Pondering Transparency and Confidence
Or: A suggestion for your audit committee?
I became an official IT auditor in 2006 when I earned my Certified Information Systems Auditor certification from the Information Security Audit and Control Association (the keepers of COBIT as well as the governing body for all thirteen of my letters!). My three CPA partners finally lifted their ban on our use of the word “audit,” and we began offering a new, interesting service where I learned about banking just by asking questions. Back then, everything was new, and I loved learning and asking questions.
About a year later, I engaged a Client who practiced a peculiar procedure with their board meeting presentation. The fact I was presenting to the board in 2007 reflects well on this Client as an early adopter of risk management tactics; most banks didn’t start granting access to their boards until around 2010.

After I reviewed the audit report and fielded a couple questions, the CEO excused management from the meeting. Back then, board meetings were in three dimensions, so it took at least 30 seconds for about half the attendees to get up and leave the room. But it seemed like an hour to me, as my mind raced, wondering what was going on.
The CEO then asked me if there was anything I would like to say to them that I didn’t want to say, or that I couldn’t say, when management was in the room.
Now . . . picture a much younger me, sitting in the middle of a long c-shaped table, positioned in the middle of an elegant room, with a group of older men staring me down, new at everything, wondering, “what the heck?”
As IT auditing and banking and presenting and being in board meetings was new, at least for me, in 2006, the CEO’s question took me off guard, and I answered with one shaky word . . .
“No?”
Yeah, I still feel bad today, that I said that “no” in the form of a question. Such a short word, but long enough to indicate confidence, or lack thereof.
To help with this article, I spoke with the Information Security Officer of that bank, Robert Duke. He doesn’t remember the episode, so I tell myself that if my lack of confidence had caused a problem, Robert would remember.

* [Parts of the exercise]:
(a) Write out the lines of the listing starting with the one that contains "Expected: one point per instance of the metal coffee" and going on through the one that contains "point(329, 339)".
(b) Extend the article about presenting an IT audit to a bank's board, picking up right after its final paragraph.
The article and the listing were gathered from separate places.

* [Dataset records]:
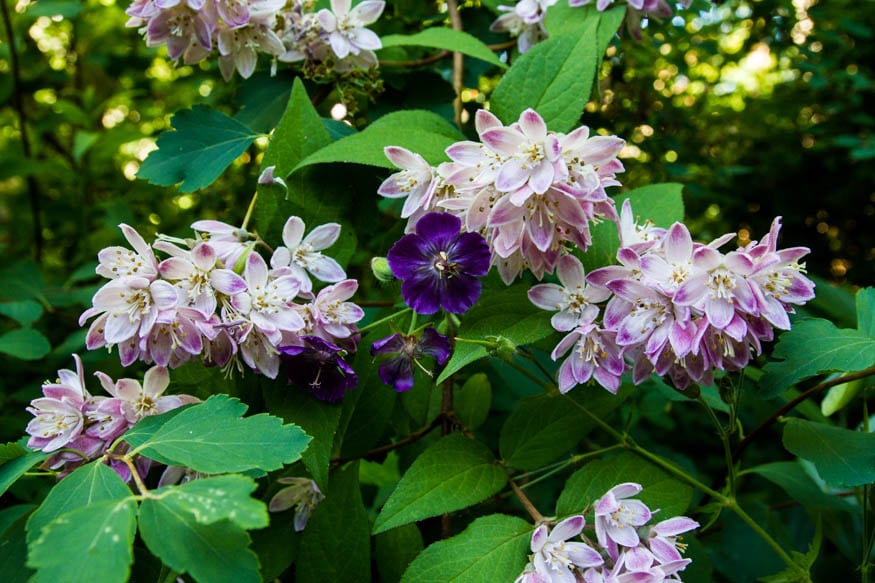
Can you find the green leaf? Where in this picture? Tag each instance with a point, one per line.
(202, 144)
(454, 473)
(213, 438)
(554, 78)
(317, 418)
(842, 457)
(508, 314)
(792, 478)
(16, 461)
(336, 542)
(92, 544)
(86, 486)
(25, 312)
(25, 343)
(542, 428)
(661, 204)
(395, 549)
(814, 347)
(218, 498)
(214, 552)
(420, 131)
(493, 548)
(472, 401)
(593, 480)
(448, 39)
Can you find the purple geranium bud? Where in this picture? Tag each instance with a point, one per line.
(439, 265)
(319, 366)
(398, 370)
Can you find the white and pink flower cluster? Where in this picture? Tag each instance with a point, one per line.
(529, 191)
(675, 307)
(239, 30)
(191, 304)
(80, 427)
(625, 550)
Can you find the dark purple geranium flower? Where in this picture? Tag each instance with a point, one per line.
(440, 265)
(398, 370)
(319, 366)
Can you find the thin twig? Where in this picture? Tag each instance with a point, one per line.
(793, 402)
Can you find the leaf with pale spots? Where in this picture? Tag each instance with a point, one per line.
(88, 485)
(93, 544)
(210, 500)
(212, 437)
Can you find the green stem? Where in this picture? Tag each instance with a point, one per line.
(376, 323)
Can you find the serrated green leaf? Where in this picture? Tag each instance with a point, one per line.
(217, 552)
(218, 498)
(94, 544)
(88, 485)
(420, 131)
(814, 347)
(792, 478)
(395, 549)
(15, 461)
(508, 313)
(554, 78)
(201, 145)
(472, 401)
(25, 312)
(212, 437)
(336, 542)
(25, 343)
(593, 480)
(454, 473)
(448, 39)
(842, 457)
(661, 204)
(317, 418)
(542, 428)
(493, 548)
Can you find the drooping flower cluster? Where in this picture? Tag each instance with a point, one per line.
(239, 30)
(626, 549)
(191, 304)
(529, 191)
(68, 417)
(676, 307)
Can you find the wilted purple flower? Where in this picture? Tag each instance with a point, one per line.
(398, 370)
(303, 494)
(319, 366)
(440, 265)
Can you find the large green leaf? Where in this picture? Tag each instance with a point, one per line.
(593, 480)
(842, 457)
(213, 438)
(813, 347)
(554, 77)
(493, 548)
(202, 144)
(91, 484)
(218, 498)
(16, 461)
(92, 544)
(454, 473)
(212, 552)
(336, 542)
(423, 132)
(661, 204)
(25, 343)
(792, 478)
(508, 314)
(445, 38)
(543, 428)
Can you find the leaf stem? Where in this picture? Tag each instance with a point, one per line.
(793, 402)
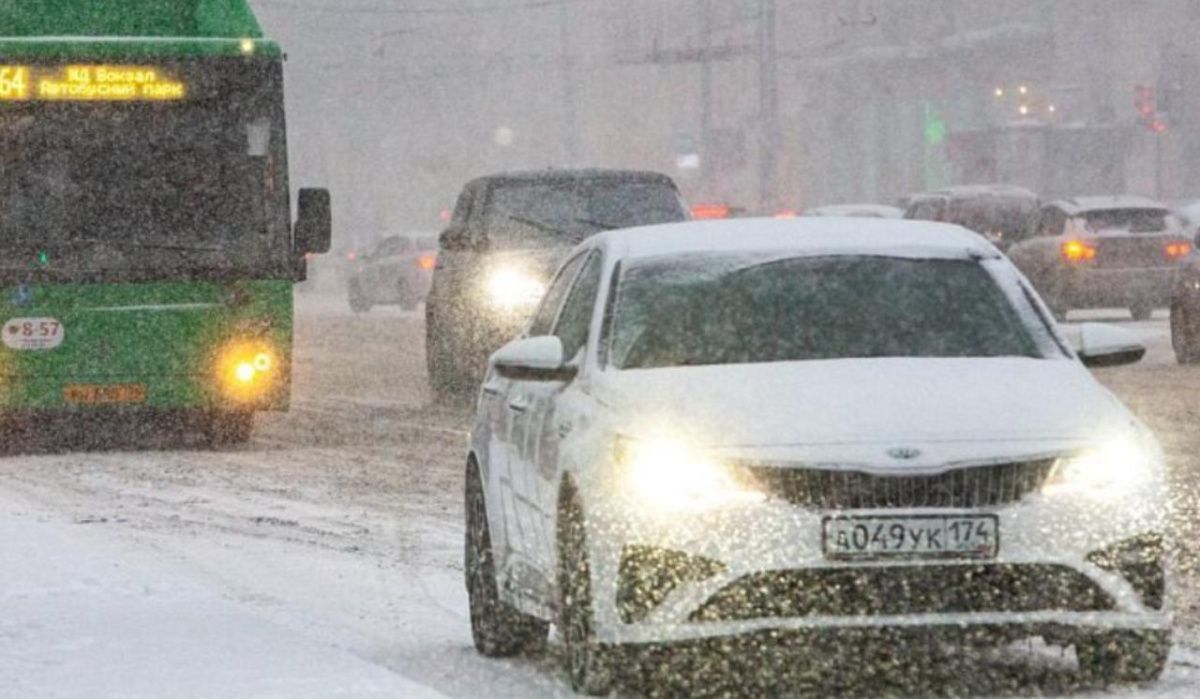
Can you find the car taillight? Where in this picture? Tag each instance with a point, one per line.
(1177, 250)
(1078, 251)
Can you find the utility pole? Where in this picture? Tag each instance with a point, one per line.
(570, 113)
(768, 105)
(706, 99)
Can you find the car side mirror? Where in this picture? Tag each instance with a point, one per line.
(533, 359)
(456, 238)
(315, 222)
(1102, 345)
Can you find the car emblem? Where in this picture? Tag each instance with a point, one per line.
(23, 296)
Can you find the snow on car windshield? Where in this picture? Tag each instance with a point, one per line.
(683, 311)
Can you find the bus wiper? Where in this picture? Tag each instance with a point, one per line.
(138, 245)
(600, 225)
(535, 223)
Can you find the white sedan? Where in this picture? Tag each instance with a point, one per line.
(717, 429)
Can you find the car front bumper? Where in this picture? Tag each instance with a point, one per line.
(762, 567)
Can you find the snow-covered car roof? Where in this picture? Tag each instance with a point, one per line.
(857, 210)
(805, 237)
(1080, 204)
(963, 191)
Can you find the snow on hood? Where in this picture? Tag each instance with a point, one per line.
(856, 410)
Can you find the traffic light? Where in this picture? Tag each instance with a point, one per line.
(1146, 105)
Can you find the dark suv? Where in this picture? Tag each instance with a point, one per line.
(508, 234)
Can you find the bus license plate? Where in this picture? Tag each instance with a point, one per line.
(105, 394)
(855, 538)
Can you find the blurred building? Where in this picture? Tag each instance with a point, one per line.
(767, 105)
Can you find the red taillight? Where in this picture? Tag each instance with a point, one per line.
(1078, 251)
(706, 211)
(1177, 250)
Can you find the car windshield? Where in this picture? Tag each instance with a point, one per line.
(1132, 220)
(739, 310)
(562, 213)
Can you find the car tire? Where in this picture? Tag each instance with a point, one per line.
(359, 302)
(229, 428)
(497, 629)
(1185, 335)
(1123, 657)
(1141, 311)
(589, 664)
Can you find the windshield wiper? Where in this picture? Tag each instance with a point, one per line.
(535, 223)
(600, 225)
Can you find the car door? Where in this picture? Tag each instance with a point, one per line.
(505, 402)
(555, 413)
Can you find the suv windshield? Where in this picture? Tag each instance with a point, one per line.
(745, 309)
(546, 214)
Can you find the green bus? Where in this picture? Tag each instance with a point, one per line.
(147, 249)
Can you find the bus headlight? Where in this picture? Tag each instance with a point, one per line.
(669, 476)
(246, 370)
(509, 288)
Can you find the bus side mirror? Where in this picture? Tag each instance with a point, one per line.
(315, 222)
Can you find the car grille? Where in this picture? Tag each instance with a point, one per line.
(960, 488)
(903, 590)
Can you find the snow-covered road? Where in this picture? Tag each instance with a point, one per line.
(324, 560)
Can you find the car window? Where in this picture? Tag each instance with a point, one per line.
(544, 320)
(747, 309)
(576, 317)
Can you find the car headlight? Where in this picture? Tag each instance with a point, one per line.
(667, 476)
(1108, 470)
(509, 288)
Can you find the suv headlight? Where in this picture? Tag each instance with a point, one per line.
(669, 476)
(1108, 470)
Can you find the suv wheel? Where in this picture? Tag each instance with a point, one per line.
(1185, 335)
(1123, 657)
(589, 664)
(497, 629)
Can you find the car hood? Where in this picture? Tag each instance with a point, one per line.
(861, 410)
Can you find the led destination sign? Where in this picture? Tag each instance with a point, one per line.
(88, 83)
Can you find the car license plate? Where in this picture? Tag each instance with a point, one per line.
(855, 538)
(105, 394)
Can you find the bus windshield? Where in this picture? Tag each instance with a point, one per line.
(132, 189)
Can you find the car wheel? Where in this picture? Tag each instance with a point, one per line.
(359, 302)
(497, 629)
(1123, 657)
(1185, 335)
(1141, 311)
(228, 429)
(589, 664)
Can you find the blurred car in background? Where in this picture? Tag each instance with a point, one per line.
(999, 213)
(508, 234)
(397, 272)
(1091, 252)
(856, 211)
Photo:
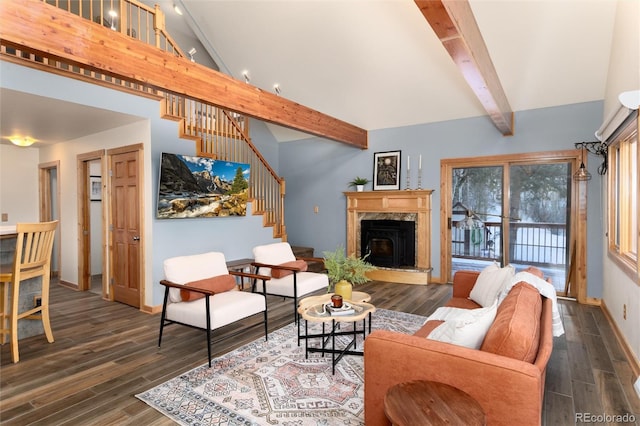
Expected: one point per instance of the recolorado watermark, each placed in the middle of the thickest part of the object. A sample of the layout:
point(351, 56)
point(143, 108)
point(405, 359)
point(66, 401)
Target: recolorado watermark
point(605, 418)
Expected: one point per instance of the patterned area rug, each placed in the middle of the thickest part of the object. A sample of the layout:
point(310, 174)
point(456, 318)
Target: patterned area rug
point(272, 383)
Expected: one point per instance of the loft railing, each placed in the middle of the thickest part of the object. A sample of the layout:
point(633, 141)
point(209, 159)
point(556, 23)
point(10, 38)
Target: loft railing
point(218, 133)
point(135, 19)
point(225, 135)
point(538, 244)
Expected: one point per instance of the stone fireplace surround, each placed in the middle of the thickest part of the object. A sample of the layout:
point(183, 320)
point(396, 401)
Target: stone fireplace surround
point(411, 205)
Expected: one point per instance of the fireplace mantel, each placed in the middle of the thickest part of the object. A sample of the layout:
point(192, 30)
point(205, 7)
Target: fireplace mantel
point(414, 202)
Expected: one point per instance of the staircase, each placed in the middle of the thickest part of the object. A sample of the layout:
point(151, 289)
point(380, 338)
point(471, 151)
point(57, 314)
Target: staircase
point(224, 135)
point(218, 133)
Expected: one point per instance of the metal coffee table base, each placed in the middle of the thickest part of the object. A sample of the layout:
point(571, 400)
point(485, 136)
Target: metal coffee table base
point(329, 339)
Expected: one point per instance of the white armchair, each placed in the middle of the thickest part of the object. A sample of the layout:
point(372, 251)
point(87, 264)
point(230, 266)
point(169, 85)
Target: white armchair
point(288, 273)
point(200, 292)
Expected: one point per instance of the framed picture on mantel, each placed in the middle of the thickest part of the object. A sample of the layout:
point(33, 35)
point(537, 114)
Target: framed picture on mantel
point(386, 170)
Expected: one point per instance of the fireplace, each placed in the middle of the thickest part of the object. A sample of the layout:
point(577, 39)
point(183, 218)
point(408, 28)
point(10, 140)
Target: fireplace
point(410, 205)
point(390, 243)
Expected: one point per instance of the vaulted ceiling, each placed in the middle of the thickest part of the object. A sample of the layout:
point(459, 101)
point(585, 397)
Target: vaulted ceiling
point(379, 64)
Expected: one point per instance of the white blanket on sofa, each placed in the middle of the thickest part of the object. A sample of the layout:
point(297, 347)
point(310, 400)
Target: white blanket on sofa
point(545, 288)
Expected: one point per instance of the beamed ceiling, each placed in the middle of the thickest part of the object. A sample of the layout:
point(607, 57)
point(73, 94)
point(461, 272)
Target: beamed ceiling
point(391, 63)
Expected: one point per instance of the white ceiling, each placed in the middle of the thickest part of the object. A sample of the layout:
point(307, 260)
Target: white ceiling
point(378, 64)
point(373, 63)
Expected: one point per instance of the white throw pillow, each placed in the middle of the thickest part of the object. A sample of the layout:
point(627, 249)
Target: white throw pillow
point(490, 283)
point(468, 329)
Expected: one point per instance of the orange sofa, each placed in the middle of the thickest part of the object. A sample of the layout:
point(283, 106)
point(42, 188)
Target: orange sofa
point(506, 375)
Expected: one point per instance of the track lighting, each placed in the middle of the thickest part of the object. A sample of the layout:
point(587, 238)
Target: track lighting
point(22, 141)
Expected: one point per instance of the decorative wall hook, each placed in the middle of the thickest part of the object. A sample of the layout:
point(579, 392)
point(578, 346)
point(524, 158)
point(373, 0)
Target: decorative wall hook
point(596, 148)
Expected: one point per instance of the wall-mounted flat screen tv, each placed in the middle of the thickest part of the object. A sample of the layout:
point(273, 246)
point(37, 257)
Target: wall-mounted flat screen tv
point(201, 187)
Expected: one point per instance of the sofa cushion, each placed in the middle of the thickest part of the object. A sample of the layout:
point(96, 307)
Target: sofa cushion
point(280, 273)
point(427, 328)
point(218, 284)
point(462, 302)
point(515, 332)
point(491, 281)
point(467, 329)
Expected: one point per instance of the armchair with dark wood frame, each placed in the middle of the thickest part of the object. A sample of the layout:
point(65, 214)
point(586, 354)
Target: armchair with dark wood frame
point(211, 308)
point(289, 276)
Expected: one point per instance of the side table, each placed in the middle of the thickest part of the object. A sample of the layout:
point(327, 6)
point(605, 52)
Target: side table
point(423, 402)
point(239, 265)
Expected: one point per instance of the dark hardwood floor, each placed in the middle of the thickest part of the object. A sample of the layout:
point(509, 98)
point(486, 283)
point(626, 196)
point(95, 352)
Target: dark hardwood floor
point(105, 353)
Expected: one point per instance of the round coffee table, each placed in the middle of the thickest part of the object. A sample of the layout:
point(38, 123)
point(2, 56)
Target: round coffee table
point(314, 309)
point(423, 402)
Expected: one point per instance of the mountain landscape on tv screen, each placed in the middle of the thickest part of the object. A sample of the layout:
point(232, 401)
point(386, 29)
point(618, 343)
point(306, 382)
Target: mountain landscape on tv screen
point(201, 187)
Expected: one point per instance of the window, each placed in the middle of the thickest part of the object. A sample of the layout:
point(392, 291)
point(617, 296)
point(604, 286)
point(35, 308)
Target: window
point(623, 198)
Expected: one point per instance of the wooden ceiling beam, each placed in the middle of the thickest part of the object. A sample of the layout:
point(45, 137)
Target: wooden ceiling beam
point(55, 32)
point(457, 29)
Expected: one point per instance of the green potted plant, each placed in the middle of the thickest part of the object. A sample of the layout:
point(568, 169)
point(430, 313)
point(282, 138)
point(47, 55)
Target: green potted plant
point(359, 183)
point(345, 271)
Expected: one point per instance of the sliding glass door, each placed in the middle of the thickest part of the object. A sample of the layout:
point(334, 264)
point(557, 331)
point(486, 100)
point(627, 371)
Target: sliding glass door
point(511, 212)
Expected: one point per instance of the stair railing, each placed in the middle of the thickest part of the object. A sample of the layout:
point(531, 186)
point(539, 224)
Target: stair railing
point(225, 135)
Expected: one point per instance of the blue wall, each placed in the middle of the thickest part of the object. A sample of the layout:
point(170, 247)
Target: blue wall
point(317, 171)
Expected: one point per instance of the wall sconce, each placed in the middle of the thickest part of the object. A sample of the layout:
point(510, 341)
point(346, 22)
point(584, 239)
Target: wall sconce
point(596, 148)
point(22, 141)
point(192, 52)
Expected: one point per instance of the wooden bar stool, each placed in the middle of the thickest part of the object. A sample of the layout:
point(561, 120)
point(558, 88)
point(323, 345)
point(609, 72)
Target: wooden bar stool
point(32, 259)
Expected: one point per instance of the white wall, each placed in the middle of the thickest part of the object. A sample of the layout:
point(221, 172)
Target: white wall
point(618, 288)
point(19, 184)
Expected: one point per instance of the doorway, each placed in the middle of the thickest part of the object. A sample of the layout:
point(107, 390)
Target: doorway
point(521, 210)
point(91, 223)
point(126, 255)
point(49, 193)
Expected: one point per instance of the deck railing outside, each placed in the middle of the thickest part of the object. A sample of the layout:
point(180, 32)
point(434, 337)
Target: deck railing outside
point(543, 245)
point(218, 133)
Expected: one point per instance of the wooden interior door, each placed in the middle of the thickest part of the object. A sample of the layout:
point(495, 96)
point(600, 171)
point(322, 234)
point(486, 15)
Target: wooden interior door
point(125, 228)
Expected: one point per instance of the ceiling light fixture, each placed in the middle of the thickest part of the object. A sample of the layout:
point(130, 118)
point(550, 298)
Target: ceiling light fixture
point(22, 141)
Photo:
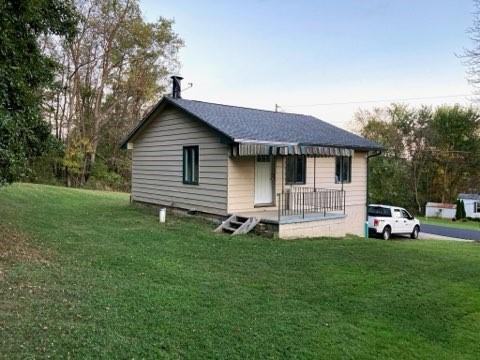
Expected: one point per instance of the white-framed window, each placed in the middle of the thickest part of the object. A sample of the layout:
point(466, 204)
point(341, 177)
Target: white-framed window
point(476, 207)
point(343, 169)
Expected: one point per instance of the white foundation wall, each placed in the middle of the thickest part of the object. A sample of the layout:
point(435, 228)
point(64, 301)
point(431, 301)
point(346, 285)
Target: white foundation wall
point(309, 229)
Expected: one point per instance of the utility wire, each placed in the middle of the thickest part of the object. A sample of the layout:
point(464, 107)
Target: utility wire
point(378, 101)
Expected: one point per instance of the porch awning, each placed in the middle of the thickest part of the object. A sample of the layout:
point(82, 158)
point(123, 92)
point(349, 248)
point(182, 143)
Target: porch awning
point(251, 148)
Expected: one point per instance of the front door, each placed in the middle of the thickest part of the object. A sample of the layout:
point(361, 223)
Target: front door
point(263, 180)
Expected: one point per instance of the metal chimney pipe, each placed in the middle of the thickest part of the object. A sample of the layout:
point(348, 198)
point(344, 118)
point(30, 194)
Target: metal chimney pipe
point(176, 87)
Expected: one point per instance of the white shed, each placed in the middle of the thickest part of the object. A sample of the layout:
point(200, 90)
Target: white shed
point(445, 211)
point(472, 204)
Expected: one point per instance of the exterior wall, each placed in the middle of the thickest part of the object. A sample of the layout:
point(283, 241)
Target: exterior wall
point(157, 163)
point(445, 213)
point(241, 185)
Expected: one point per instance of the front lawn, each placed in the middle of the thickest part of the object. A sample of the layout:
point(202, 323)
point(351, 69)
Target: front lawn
point(87, 275)
point(460, 224)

* [Exercise results]:
(a)
Expected: one point per instance of the metal coffee table base, each placed in the middle of the thickest part of the object. A sample of the layout:
point(571, 400)
point(485, 136)
Target: metal coffee table base
point(329, 339)

(b)
But I remember my recovery, which tapped into my sense of honor: “Anything I would have to say to you,” I think I said, “I’ve already said to management. And like I said, they were very cooperative.”
Or something like that. Someone in the room noticed I was off guard and reassured me. I recall someone chuckling at my reaction. That person asked if management provided all requested information on time.
Fortunately, I was able to answer that positively, and then talked about how this particular management team asked us to audit controls that they were concerned might not be enforced. I remember this, because we had discussed, offsite, how this and Robert were the epitome of transparency.
I then asked this board what questions they might have for me that they wouldn’t ask management. They thought that was both funny, and a good idea.
Back then, I worked from a brick-and-mortar office housing about 45 CPAs. That afternoon, I pieced together what had happened.
According to the AICPA, an Executive Session is a private meeting held by a board of directors or a committee, such as the audit committee, without the presence of management. These sessions are designed to foster candid discussions, address sensitive matters, and strengthen the board’s ability to exercise its oversight responsibilities. They are a critical tool in corporate governance, ensuring transparency, accountability, and the integrity of the organization’s financial and operational practices.
Last summer, reflecting on my semi-retirement, I reminded Robert Duke, now promoted to bigger roles, about that event. But again, he didn’t recall it.
“I know it has happened several times, but I don’t recall the first time it happened to you.”
Well gee, Robert. Thanks!
Robert still works at First Farmers’ Bank and Trust, known for safe yet early adoption of technology. He says the board still holds executive sessions occasionally, but “it’s the audit committee,” he clarified, “not the board. Maybe you presented to the board, but we changed that to the audit committee.” I winced when he added, “quite a few years ago.”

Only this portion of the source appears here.